P & S On n'a pas la preuve que le pangolin soit l'hôte intermédiaire entre le coronavirus et l'humain, mais cette hypothèse a mis en lumière la possible émergence d'une pandémie à cause de la consommation de viande sauvage. Alors que la population mondiale est de plus en plus urbaine, peut-on espérer que cesse ce type de comportement prédateur et dangereux ?
V. C. Dans les sociétés qui connaissent une rapide évolution, notamment en Afrique ou en Asie, l'utilisation d'animaux ou de plantes sauvages est vécue comme un lien nécessaire et chéri avec le passé. Environ 80 % de la population mondiale continue à se soigner grâce à des médicaments tirés de la nature. Or la raison n'en est pas seulement économique, car les produits occidentaux ne sont pas toujours plus chers que certaines préparations naturelles : il s'agit de pratiques solidement ancrées dans les traditions et les modes de vie. Si l'on prend comme exemple le Vietnam, la majorité de la chasse aux animaux sauvages est destinée à la nouvelle classe moyenne urbaine. Environ 47 % des habitants de Hanoi consomment des produits tirés de la nature plus de trois fois par an, dont 82 % sous forme de viande, 50 % dans des préparations médicinales et 16 % comme ornement. La séparation entre aliment et médicament ne s'opère pas de la même façon dans les cultures asiatiques, et consommer de la viande d'animaux sauvages est valorisé autant en termes de prestige social que d'amélioration de la santé. En outre même urbain, l'humain n'est jamais vraiment coupé de la nature. Croire que nous avons perdu ce lien avec la nature est un mythe qui remonte à Adam et Ève chassés du jardin d'Éden. L'humanité n'a d'ailleurs jamais connu d'état d'harmonie avec son environnement : la domination est omniprésente et il est impossible de distinguer celle de l'homme sur la nature de celle de l'homme sur l'homme.

## Données fournies
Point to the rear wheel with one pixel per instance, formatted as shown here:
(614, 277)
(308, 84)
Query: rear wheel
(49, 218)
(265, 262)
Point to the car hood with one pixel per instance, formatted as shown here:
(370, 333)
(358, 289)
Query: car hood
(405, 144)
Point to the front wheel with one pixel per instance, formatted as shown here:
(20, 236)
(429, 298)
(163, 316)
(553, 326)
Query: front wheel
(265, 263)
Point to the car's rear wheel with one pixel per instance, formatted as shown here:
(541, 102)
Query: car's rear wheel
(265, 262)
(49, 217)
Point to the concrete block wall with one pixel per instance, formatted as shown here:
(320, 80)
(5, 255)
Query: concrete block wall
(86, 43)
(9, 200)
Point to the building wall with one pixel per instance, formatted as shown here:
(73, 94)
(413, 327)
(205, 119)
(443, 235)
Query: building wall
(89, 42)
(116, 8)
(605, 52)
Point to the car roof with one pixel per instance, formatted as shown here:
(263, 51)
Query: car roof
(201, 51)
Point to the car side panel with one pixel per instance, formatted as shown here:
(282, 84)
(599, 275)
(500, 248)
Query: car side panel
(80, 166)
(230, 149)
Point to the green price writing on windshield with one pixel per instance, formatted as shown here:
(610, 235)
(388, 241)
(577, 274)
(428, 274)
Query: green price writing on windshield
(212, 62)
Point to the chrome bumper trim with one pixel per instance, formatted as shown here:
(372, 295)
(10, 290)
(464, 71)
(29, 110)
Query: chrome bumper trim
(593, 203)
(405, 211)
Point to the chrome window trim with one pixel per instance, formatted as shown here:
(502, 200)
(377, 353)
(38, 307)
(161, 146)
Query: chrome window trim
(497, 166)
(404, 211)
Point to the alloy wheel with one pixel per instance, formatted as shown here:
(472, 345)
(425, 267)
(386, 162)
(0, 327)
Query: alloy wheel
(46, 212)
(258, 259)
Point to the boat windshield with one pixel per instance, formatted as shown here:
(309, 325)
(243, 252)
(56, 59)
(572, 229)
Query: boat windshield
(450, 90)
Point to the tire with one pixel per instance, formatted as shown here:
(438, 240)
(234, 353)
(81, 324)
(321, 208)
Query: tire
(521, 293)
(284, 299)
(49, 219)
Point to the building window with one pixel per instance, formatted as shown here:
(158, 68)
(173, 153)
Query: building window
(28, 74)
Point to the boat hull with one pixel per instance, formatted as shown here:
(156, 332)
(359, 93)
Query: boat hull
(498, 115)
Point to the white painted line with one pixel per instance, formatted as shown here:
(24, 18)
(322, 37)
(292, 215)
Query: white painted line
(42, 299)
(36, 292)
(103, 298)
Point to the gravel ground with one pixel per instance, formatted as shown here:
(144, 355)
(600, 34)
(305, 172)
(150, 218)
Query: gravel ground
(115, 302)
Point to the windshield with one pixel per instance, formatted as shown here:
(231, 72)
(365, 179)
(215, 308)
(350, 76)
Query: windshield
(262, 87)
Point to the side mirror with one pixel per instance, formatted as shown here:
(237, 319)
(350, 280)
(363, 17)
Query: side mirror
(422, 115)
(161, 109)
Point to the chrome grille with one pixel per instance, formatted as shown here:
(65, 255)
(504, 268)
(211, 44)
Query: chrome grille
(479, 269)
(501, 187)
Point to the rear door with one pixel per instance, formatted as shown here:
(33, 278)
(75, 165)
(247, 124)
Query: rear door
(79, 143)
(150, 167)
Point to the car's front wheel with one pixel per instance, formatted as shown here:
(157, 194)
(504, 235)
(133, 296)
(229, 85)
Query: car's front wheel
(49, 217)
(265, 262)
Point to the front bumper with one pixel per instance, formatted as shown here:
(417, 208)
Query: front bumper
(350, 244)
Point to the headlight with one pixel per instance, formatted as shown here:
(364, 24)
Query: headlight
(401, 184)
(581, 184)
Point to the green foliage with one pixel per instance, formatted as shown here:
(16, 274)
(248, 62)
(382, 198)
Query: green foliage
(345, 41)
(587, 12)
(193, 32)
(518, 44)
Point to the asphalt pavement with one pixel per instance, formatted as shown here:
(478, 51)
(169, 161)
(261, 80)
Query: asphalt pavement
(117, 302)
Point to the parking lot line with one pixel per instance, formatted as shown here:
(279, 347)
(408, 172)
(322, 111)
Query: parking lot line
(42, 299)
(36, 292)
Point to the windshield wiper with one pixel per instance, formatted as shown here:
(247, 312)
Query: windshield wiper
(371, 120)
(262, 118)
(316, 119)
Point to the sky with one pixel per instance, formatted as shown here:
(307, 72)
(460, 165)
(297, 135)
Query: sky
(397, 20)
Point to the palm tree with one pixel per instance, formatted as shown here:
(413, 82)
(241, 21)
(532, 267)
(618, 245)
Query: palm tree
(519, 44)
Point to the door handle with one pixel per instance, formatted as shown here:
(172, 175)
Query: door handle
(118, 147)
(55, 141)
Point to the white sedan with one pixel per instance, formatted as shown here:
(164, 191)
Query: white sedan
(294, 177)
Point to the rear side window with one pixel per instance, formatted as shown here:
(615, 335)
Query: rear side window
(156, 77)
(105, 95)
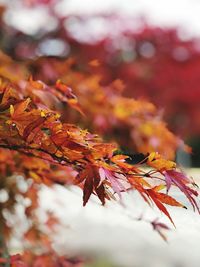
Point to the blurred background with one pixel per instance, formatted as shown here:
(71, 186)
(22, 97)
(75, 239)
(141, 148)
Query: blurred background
(152, 46)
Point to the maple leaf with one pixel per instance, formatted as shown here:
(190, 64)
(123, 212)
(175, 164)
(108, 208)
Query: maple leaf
(114, 179)
(159, 227)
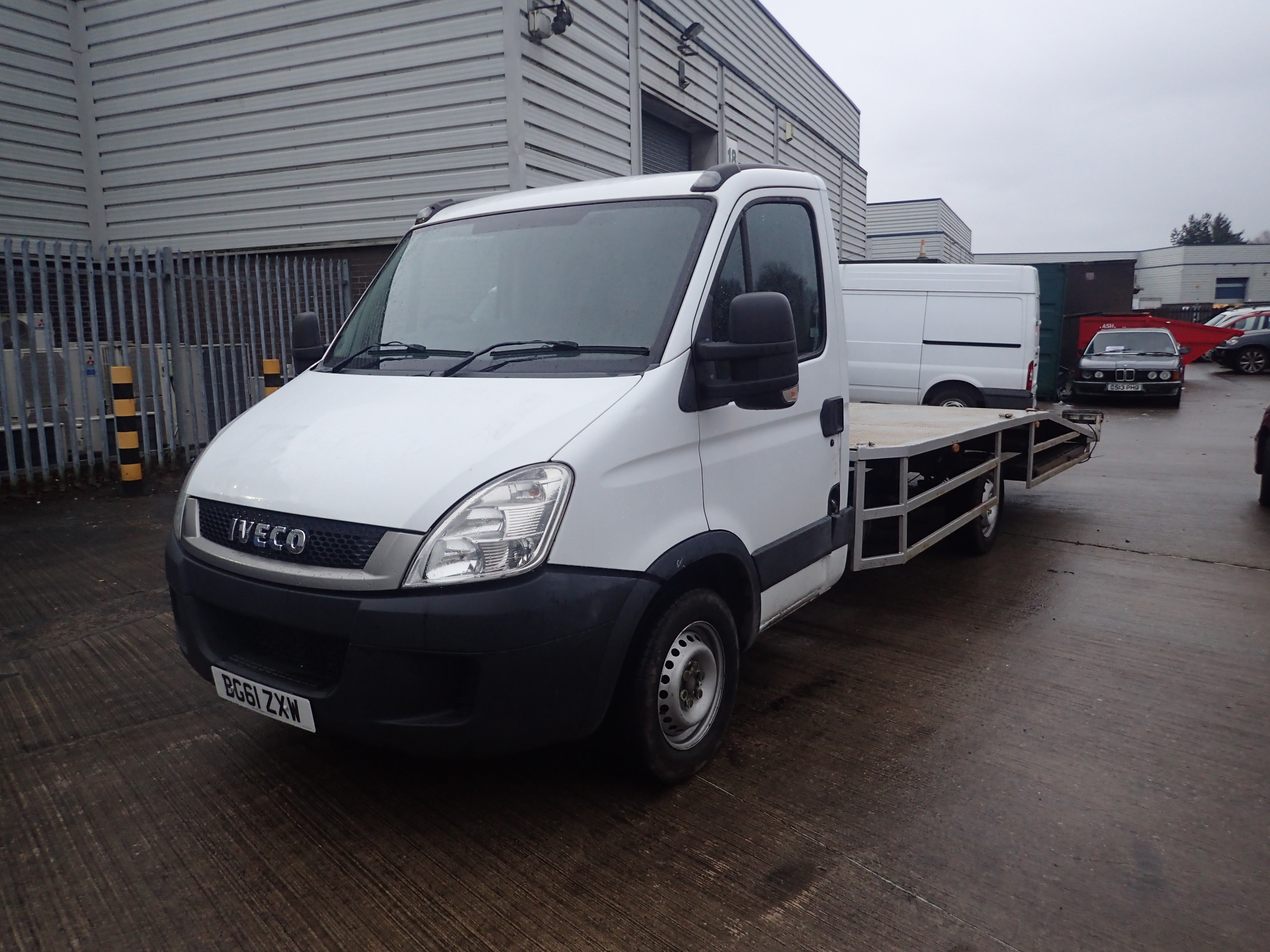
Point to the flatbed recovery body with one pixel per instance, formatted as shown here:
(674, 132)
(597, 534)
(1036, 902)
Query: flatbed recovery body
(900, 459)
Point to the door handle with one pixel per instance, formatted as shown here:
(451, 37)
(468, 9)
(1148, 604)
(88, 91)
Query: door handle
(832, 417)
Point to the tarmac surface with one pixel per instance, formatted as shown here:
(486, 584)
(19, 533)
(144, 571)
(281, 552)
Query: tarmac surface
(1061, 746)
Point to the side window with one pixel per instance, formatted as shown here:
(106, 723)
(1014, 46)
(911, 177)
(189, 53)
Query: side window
(774, 249)
(730, 283)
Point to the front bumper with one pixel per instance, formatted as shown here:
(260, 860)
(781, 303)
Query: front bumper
(1225, 356)
(1148, 389)
(465, 671)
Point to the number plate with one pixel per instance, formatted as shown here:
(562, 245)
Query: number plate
(279, 705)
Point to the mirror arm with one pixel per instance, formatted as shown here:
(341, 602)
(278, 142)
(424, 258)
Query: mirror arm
(731, 390)
(727, 351)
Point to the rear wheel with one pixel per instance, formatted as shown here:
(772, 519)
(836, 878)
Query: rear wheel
(954, 395)
(980, 535)
(680, 687)
(1253, 360)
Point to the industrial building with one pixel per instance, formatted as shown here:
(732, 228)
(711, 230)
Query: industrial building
(924, 229)
(1184, 280)
(325, 125)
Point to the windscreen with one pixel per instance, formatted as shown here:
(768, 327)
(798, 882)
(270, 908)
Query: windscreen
(1139, 342)
(582, 278)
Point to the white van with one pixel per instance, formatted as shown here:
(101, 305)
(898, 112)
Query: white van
(572, 451)
(943, 334)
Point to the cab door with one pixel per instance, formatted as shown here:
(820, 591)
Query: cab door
(768, 475)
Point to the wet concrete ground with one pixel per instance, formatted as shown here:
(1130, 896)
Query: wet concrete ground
(1062, 746)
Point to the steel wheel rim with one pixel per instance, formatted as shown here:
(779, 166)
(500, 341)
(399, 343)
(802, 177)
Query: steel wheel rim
(690, 686)
(989, 521)
(1253, 361)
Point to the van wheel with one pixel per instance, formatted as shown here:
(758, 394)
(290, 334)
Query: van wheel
(954, 395)
(680, 687)
(977, 537)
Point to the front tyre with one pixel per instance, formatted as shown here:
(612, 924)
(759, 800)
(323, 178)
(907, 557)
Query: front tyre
(681, 686)
(1253, 360)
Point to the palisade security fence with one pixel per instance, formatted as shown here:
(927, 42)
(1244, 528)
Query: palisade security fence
(193, 328)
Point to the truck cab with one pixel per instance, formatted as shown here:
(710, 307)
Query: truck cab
(572, 451)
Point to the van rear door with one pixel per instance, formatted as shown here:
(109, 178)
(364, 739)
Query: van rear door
(975, 338)
(884, 345)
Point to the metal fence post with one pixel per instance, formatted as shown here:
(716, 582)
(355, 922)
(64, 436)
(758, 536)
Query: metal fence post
(178, 369)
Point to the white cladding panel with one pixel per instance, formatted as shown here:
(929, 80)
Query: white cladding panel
(42, 185)
(1189, 275)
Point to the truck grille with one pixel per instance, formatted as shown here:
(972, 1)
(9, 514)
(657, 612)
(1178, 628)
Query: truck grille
(328, 544)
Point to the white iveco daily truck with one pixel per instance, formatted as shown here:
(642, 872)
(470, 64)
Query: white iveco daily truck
(572, 452)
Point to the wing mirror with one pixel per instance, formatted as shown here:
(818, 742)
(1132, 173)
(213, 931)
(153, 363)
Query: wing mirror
(306, 347)
(760, 356)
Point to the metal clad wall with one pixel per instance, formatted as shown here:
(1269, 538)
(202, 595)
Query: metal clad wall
(1189, 275)
(239, 124)
(747, 36)
(42, 187)
(577, 98)
(266, 124)
(660, 72)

## Travail à réaliser
Recopiez, sans rien modifier, le passage du texte sur la consommation d'animaux sauvages qui s'ouvre sur les mots contenant « P & S On n'a » et se clôt sur « et dangereux ? ».

## Réponse
P & S On n'a pas la preuve que le pangolin soit l'hôte intermédiaire entre le coronavirus et l'humain, mais cette hypothèse a mis en lumière la possible émergence d'une pandémie à cause de la consommation de viande sauvage. Alors que la population mondiale est de plus en plus urbaine, peut-on espérer que cesse ce type de comportement prédateur et dangereux ?